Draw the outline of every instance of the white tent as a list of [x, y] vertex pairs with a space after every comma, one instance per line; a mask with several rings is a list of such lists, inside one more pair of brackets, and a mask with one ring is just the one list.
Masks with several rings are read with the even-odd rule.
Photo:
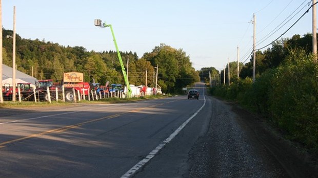
[[[5, 64], [2, 65], [2, 84], [4, 86], [5, 83], [11, 83], [10, 86], [12, 86], [12, 68], [10, 68]], [[6, 80], [8, 79], [6, 81]], [[11, 82], [10, 82], [11, 80]], [[15, 83], [19, 82], [18, 80], [21, 80], [21, 83], [31, 83], [31, 86], [35, 86], [35, 82], [37, 81], [36, 78], [33, 77], [28, 74], [25, 74], [19, 71], [15, 72]], [[5, 81], [6, 81], [5, 82]]]
[[[9, 85], [10, 86], [12, 86], [12, 83], [13, 83], [12, 80], [13, 80], [12, 78], [8, 78], [6, 79], [2, 80], [2, 86]], [[27, 82], [26, 81], [24, 80], [22, 80], [19, 78], [16, 78], [15, 83], [16, 84], [18, 83], [29, 83], [29, 82]], [[32, 83], [31, 83], [30, 85], [31, 85], [31, 87], [34, 87], [34, 88], [35, 87], [35, 85], [34, 85]]]

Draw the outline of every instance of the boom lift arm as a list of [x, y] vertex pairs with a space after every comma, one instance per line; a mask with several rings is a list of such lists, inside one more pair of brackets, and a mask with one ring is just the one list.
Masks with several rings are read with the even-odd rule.
[[119, 50], [118, 49], [118, 47], [117, 46], [117, 42], [116, 42], [116, 39], [115, 38], [115, 35], [114, 34], [114, 31], [113, 31], [113, 28], [111, 26], [111, 25], [108, 24], [106, 25], [106, 23], [105, 23], [102, 24], [102, 20], [100, 19], [95, 19], [95, 26], [101, 27], [109, 27], [110, 28], [110, 31], [111, 31], [111, 34], [113, 36], [113, 39], [114, 40], [114, 44], [115, 44], [115, 47], [116, 48], [116, 51], [117, 51], [117, 55], [118, 56], [118, 58], [120, 60], [120, 63], [121, 63], [121, 65], [122, 66], [122, 72], [123, 72], [123, 75], [124, 75], [124, 78], [125, 79], [125, 82], [126, 83], [126, 86], [127, 88], [127, 94], [128, 96], [130, 96], [131, 94], [131, 89], [130, 89], [130, 86], [129, 85], [129, 81], [128, 81], [128, 79], [127, 78], [127, 75], [126, 73], [126, 70], [125, 69], [125, 66], [124, 65], [124, 63], [123, 63], [123, 60], [122, 59], [122, 56], [121, 55], [121, 53], [120, 53]]

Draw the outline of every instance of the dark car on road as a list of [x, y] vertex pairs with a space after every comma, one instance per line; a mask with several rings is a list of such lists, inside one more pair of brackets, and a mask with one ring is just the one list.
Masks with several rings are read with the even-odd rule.
[[197, 90], [190, 90], [188, 92], [188, 99], [194, 98], [198, 100], [199, 93]]

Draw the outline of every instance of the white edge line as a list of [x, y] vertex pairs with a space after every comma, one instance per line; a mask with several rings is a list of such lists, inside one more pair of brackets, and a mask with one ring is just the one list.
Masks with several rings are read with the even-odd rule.
[[185, 127], [185, 126], [188, 124], [190, 121], [191, 121], [192, 118], [193, 118], [202, 109], [203, 107], [205, 105], [205, 96], [204, 95], [204, 103], [203, 105], [198, 109], [195, 113], [193, 114], [191, 117], [190, 117], [189, 119], [188, 119], [185, 122], [184, 122], [180, 126], [175, 130], [173, 133], [171, 134], [171, 135], [169, 136], [166, 140], [163, 141], [159, 145], [157, 146], [157, 147], [152, 151], [151, 151], [146, 158], [143, 159], [142, 161], [140, 161], [138, 163], [137, 163], [135, 165], [132, 167], [129, 170], [127, 171], [124, 175], [123, 175], [121, 177], [121, 178], [127, 178], [130, 177], [132, 175], [133, 175], [135, 173], [139, 170], [141, 168], [143, 167], [146, 163], [147, 163], [148, 161], [150, 161], [152, 158], [154, 157], [154, 155], [160, 151], [166, 144], [168, 144], [174, 137], [179, 134], [179, 132]]

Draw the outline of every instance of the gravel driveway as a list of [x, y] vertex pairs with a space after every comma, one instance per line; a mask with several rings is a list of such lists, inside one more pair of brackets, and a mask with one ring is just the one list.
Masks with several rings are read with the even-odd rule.
[[306, 155], [297, 153], [260, 119], [210, 98], [210, 127], [190, 152], [189, 177], [318, 177]]

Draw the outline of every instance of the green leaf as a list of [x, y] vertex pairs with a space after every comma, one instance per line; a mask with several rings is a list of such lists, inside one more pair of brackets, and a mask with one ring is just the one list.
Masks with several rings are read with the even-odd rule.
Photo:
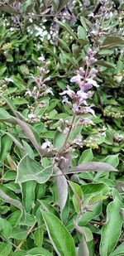
[[83, 162], [91, 162], [93, 158], [93, 154], [92, 152], [92, 148], [86, 149], [83, 152], [79, 158], [79, 164], [83, 163]]
[[109, 256], [119, 239], [122, 226], [122, 220], [120, 215], [120, 210], [122, 207], [122, 204], [117, 197], [115, 197], [113, 201], [107, 205], [107, 219], [106, 225], [102, 228], [101, 233], [101, 256]]
[[106, 195], [109, 191], [109, 186], [104, 183], [92, 183], [84, 184], [81, 186], [84, 195], [103, 191], [103, 195]]
[[21, 184], [21, 193], [25, 210], [29, 212], [35, 200], [35, 181], [27, 181]]
[[119, 164], [118, 155], [107, 156], [104, 161], [113, 167], [117, 167]]
[[2, 200], [5, 200], [6, 202], [13, 205], [14, 206], [16, 206], [18, 209], [22, 209], [22, 205], [18, 200], [12, 198], [11, 196], [7, 196], [2, 190], [0, 190], [0, 198]]
[[55, 148], [60, 148], [65, 141], [65, 135], [63, 133], [57, 131], [54, 137], [54, 147]]
[[[89, 162], [79, 164], [79, 166], [69, 170], [69, 173], [83, 172], [83, 171], [117, 171], [117, 170], [107, 163], [103, 162]], [[66, 172], [68, 173], [68, 171]]]
[[1, 11], [10, 14], [19, 14], [19, 12], [11, 5], [1, 6]]
[[60, 208], [60, 212], [62, 215], [62, 211], [65, 206], [67, 198], [68, 198], [68, 184], [64, 176], [61, 176], [62, 171], [59, 167], [55, 167], [55, 174], [58, 176], [55, 177], [56, 186], [57, 186], [57, 193], [59, 197], [59, 205]]
[[27, 230], [26, 228], [15, 227], [12, 232], [11, 238], [15, 239], [26, 239], [27, 236]]
[[83, 214], [83, 218], [79, 221], [79, 225], [84, 226], [90, 220], [95, 219], [102, 212], [102, 203], [98, 202], [97, 205], [90, 207], [90, 211], [87, 211]]
[[79, 244], [78, 256], [89, 256], [88, 248], [83, 236]]
[[27, 181], [36, 181], [38, 183], [45, 183], [52, 175], [52, 167], [41, 169], [41, 165], [36, 161], [25, 156], [18, 164], [17, 183]]
[[12, 250], [12, 244], [10, 243], [0, 242], [0, 256], [7, 256]]
[[110, 256], [122, 256], [124, 255], [124, 243], [120, 244], [111, 254]]
[[70, 36], [72, 36], [76, 41], [78, 40], [76, 34], [72, 31], [71, 27], [67, 24], [62, 22], [56, 22], [59, 23]]
[[52, 253], [50, 253], [48, 250], [46, 250], [44, 248], [41, 247], [36, 247], [31, 249], [30, 249], [26, 254], [27, 256], [32, 255], [32, 256], [53, 256]]
[[90, 242], [93, 240], [93, 234], [92, 231], [87, 227], [81, 227], [85, 234], [86, 242]]
[[62, 222], [52, 214], [41, 211], [50, 239], [59, 256], [75, 256], [74, 242]]
[[36, 246], [42, 247], [44, 229], [41, 227], [37, 228], [34, 232], [34, 241]]
[[111, 48], [111, 47], [117, 47], [117, 46], [124, 46], [124, 40], [121, 37], [117, 36], [107, 36], [103, 45], [102, 48]]
[[15, 227], [20, 221], [21, 216], [21, 211], [19, 210], [16, 210], [8, 216], [7, 221], [11, 224], [12, 227]]
[[56, 215], [58, 218], [60, 217], [59, 212], [57, 211], [57, 210], [55, 209], [55, 207], [54, 207], [53, 205], [50, 205], [46, 200], [38, 200], [41, 205], [41, 208], [45, 210], [45, 211], [49, 211], [50, 213], [53, 214], [54, 215]]
[[0, 65], [0, 78], [5, 73], [6, 70], [7, 70], [7, 66], [4, 64]]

(EXERCISE OBJECTIVE)
Format the material from its first line through the line containing "85], [34, 85]]]", inclusive, as a JSON array of strings with one string per line, skipping blank lines. Omit the picture from the output.

(OUTPUT FOR THIS TASK)
[
  "Draw the outline of every instance of the white tent as a list of [x, y] vertex pairs with a space after every comma, one instance per line; a mask with several rings is a list of such lists, inside one more pair of brackets, and a mask with one ring is just the one list.",
  "Masks with several rings are read with the even-odd rule.",
  "Photo:",
  "[[[5, 64], [2, 65], [2, 84], [4, 86], [5, 83], [11, 83], [10, 86], [12, 86], [12, 68], [10, 68]], [[6, 80], [8, 79], [6, 81]], [[11, 82], [10, 82], [11, 80]], [[15, 83], [19, 82], [18, 80], [21, 80], [21, 83], [31, 83], [31, 86], [35, 86], [35, 82], [37, 81], [36, 78], [33, 77], [28, 74], [25, 74], [19, 71], [15, 72]], [[5, 81], [6, 81], [5, 82]]]",
  "[[[9, 85], [10, 86], [12, 86], [12, 83], [13, 83], [12, 80], [13, 80], [12, 78], [8, 78], [6, 79], [2, 80], [2, 86]], [[27, 82], [26, 81], [24, 80], [22, 80], [19, 78], [16, 78], [15, 83], [16, 84], [18, 83], [29, 83], [29, 82]], [[32, 83], [31, 83], [30, 85], [31, 85], [31, 87], [34, 87], [34, 88], [35, 87], [35, 85], [34, 85]]]"
]